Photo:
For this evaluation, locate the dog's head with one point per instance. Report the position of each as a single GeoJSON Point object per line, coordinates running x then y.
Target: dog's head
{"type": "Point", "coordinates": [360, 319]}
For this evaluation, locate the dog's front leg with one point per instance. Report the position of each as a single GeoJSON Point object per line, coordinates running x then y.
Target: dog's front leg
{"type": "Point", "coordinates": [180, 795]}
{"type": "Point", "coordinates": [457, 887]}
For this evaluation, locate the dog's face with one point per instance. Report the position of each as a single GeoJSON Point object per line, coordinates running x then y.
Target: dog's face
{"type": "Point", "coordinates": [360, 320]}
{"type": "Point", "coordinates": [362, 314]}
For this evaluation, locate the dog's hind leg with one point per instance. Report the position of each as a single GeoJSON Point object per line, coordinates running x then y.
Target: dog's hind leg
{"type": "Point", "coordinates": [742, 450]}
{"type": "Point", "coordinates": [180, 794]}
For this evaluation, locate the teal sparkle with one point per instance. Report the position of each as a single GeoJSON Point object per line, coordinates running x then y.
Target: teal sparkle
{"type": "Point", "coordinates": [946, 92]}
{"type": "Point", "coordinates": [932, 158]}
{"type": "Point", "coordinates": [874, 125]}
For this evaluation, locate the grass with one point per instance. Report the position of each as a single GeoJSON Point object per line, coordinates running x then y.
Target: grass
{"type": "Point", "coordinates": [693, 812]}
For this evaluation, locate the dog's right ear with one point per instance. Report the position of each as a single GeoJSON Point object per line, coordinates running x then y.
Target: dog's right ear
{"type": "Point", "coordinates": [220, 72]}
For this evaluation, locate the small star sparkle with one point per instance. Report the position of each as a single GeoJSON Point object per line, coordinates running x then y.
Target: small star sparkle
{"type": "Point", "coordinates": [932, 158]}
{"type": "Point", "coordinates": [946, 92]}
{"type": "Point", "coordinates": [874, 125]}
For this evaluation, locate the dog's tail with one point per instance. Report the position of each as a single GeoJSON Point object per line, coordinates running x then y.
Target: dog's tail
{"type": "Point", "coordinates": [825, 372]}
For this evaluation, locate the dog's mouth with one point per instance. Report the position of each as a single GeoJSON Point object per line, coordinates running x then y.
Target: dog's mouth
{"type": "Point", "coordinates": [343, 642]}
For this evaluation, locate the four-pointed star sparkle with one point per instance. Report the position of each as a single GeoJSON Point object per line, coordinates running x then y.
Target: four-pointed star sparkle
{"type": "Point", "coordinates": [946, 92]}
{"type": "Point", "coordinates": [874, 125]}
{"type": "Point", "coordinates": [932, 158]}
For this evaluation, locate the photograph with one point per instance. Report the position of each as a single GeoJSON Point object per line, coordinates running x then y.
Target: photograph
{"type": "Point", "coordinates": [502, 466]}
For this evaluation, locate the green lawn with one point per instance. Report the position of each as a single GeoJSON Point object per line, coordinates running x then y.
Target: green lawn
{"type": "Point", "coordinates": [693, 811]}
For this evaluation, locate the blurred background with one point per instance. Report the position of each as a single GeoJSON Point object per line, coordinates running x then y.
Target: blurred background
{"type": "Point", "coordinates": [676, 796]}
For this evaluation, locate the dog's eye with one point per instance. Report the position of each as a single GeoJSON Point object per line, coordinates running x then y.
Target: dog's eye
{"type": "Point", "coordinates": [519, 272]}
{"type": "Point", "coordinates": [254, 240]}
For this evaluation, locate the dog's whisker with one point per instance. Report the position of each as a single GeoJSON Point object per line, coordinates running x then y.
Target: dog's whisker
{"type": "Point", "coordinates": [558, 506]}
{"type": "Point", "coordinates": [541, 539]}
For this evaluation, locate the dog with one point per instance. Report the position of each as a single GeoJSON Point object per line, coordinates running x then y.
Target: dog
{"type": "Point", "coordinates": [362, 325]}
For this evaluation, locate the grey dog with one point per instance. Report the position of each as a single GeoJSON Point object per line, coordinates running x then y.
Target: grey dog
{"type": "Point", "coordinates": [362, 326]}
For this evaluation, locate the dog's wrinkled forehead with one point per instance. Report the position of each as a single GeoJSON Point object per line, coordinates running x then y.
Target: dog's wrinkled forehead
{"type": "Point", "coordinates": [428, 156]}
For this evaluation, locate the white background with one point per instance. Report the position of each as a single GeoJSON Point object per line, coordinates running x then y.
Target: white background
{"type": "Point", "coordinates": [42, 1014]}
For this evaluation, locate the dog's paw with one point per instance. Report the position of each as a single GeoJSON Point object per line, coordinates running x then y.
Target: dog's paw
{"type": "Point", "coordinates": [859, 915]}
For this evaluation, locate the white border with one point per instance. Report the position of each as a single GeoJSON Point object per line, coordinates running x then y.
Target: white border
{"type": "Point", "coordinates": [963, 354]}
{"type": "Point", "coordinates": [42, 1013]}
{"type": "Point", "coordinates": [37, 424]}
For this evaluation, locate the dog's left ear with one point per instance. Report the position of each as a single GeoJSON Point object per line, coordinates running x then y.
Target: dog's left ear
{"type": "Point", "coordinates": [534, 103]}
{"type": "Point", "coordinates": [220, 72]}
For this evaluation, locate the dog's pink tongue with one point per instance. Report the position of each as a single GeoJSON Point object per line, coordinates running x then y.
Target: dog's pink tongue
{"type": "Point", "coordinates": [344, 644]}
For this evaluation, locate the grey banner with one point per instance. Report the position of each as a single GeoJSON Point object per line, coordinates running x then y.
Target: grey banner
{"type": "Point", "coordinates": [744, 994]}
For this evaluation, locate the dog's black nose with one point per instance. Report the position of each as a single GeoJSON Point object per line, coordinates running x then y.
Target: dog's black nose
-------------------------
- [Stated goal]: Set down the material word for word, from the line containing "For this evaluation, locate the white border" up to and including the last line of the material.

- [Complete output]:
For this evaluation, locate the white border with one point per instance. Report the position of each as a single GeoJSON Point object per line, coordinates running x then y.
Target: white border
{"type": "Point", "coordinates": [963, 354]}
{"type": "Point", "coordinates": [42, 1013]}
{"type": "Point", "coordinates": [37, 424]}
For this evaluation, locate the dog's left ear with one point per instance. Report the position of each as a single GeoJSON Point object per line, coordinates running x then y.
Target: dog's left ear
{"type": "Point", "coordinates": [534, 103]}
{"type": "Point", "coordinates": [220, 72]}
For this evaluation, locate the dog's pink tongue with one point per instance. Report the position of each as a single GeoJSON Point object per line, coordinates running x then y.
Target: dog's pink tongue
{"type": "Point", "coordinates": [344, 644]}
For this evaluation, locate the grey banner with one point per instance. Report the position of each as a single GeoJSON Point object per line, coordinates running x then y.
Target: grey banner
{"type": "Point", "coordinates": [744, 994]}
For this evaluation, locate the dog's black nose with one point per instance. Report the position of each as a single GeoJSON Point object per line, coordinates running x then y.
Target: dog's black nose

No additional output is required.